- _Reading text_

Monday 16 November 2015

Best weekend Ever

After being a little nervous late last week about meeting up with guy I had been chatting too via social media and also by texting, any nerves and anxiousness was overcome in the first 5 minutes or so and I ended up having one of the best weekends of my life. I honestly didn't know that boys like this even existed. He was honestly one of the most thoughtful, considerate and kind guys I have ever met and I feel so lucky to have ended up with him in my life.

I was so dissappoinnted when the weekend came to an end but am so excited as we are going to do it all over again next weeekend, but at his place this time. I am honestly just so thankful that we started talking and that I was brave enough to invite him down to my house. Its crazy to think that we had only been talking for about a week when he arrived at my place to spend the weekend with me, but it really did feel as though we had known each other really well for years.

I was so nervous when he arrived on Friday night as I didn't know if it was going to be awkward at all, but it wasn't awkward in the slightest. He didn't arrive until about 9:15 pm but we spent hours and hours chatting into the early hours of the morning and we never ran out of things to talk about. We both commented on the fact that everything moved so fast with us, one minute we were meeting online and the next he was at my place for the weekend and we were getting along as if we had known one another for years.

Even though I barely even knew him, I felt as though I had known him for years and I felt as though I could trust him completely. I felt completely comfortable around him and I also felt as though I could just be myself. He didn't expect me to act a particular way and I did not feel as though I was being judged by him for even a single moment. I honestly felt as though he acceppts me 100% and that is exactly the type of guy I feel as though I need in my life. Anyway, I could honestly go on for paragraphs talking about how wonderful this guy is so I will stop now,  but I think you get the picture anyway, he is a pretty amazing guy.

This past weekend has made me realise a few very important things that I thought I could share with you all. For starters, lifes way to short not to just go for an amazing thing when it comes along. Yes it all happened extremely fast with this boy, but looking back I wouldn't do anything differently. Through being brave and a little spontaneous, I ended up having one of the most amazing weekeds of my life with one of the most incredible guys I have ever me.

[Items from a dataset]
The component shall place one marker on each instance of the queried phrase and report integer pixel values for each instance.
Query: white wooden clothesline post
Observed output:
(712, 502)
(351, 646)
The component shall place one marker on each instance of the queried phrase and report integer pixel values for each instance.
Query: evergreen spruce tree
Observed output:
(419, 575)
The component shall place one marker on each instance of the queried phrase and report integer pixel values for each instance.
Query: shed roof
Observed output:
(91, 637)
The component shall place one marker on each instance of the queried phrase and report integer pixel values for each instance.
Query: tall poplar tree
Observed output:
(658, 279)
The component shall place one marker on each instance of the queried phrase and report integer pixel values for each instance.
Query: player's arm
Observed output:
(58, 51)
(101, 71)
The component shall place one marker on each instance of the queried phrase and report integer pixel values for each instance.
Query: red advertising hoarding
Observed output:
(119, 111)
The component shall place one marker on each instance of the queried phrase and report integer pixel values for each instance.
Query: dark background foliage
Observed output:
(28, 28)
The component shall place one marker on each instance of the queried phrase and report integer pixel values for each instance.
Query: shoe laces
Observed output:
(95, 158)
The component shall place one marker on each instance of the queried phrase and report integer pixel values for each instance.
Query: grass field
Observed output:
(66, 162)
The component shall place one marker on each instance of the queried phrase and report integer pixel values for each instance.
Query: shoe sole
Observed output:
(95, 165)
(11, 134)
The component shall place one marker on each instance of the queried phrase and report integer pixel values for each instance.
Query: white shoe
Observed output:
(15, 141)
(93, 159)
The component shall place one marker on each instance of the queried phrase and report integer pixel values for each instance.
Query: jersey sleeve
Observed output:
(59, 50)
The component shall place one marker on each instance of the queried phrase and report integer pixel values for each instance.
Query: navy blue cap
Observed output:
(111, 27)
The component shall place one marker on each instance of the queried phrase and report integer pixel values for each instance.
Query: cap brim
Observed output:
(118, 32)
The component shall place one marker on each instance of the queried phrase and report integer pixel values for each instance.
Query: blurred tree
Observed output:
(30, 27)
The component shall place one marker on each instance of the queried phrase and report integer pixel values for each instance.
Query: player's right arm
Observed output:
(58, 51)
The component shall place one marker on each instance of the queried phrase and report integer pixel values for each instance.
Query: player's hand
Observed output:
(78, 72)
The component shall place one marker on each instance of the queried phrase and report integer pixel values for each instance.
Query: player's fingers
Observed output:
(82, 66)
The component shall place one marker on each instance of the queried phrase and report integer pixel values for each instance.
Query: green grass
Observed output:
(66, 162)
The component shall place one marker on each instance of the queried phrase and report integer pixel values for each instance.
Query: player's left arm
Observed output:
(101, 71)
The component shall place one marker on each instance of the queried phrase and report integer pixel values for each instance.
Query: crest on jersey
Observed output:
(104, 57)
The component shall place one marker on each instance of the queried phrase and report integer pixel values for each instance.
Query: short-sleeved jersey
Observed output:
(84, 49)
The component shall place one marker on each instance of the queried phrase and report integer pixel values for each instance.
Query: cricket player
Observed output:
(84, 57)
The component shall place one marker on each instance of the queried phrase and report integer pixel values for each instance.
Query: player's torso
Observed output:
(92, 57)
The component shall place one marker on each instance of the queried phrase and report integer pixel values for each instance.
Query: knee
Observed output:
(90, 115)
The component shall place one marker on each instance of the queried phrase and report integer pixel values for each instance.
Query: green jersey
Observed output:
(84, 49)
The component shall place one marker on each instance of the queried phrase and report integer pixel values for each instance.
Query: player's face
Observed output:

- _Exercises to complete_
[1] Please reproduce the blog post word for word, beginning at the words "After being a" and stopping after "him in my life.".
[2] In the blog post, which three adjectives follow "He was honestly one of the most" to describe him?
Rely on the blog post alone for your answers.

- _Solutions to the tasks_
[1]
After being a little nervous late last week about meeting up with guy I had been chatting too via social media and also by texting, any nerves and anxiousness was overcome in the first 5 minutes or so and I ended up having one of the best weekends of my life. I honestly didn't know that boys like this even existed. He was honestly one of the most thoughtful, considerate and kind guys I have ever met and I feel so lucky to have ended up with him in my life.

[2] thoughtful, considerate, kind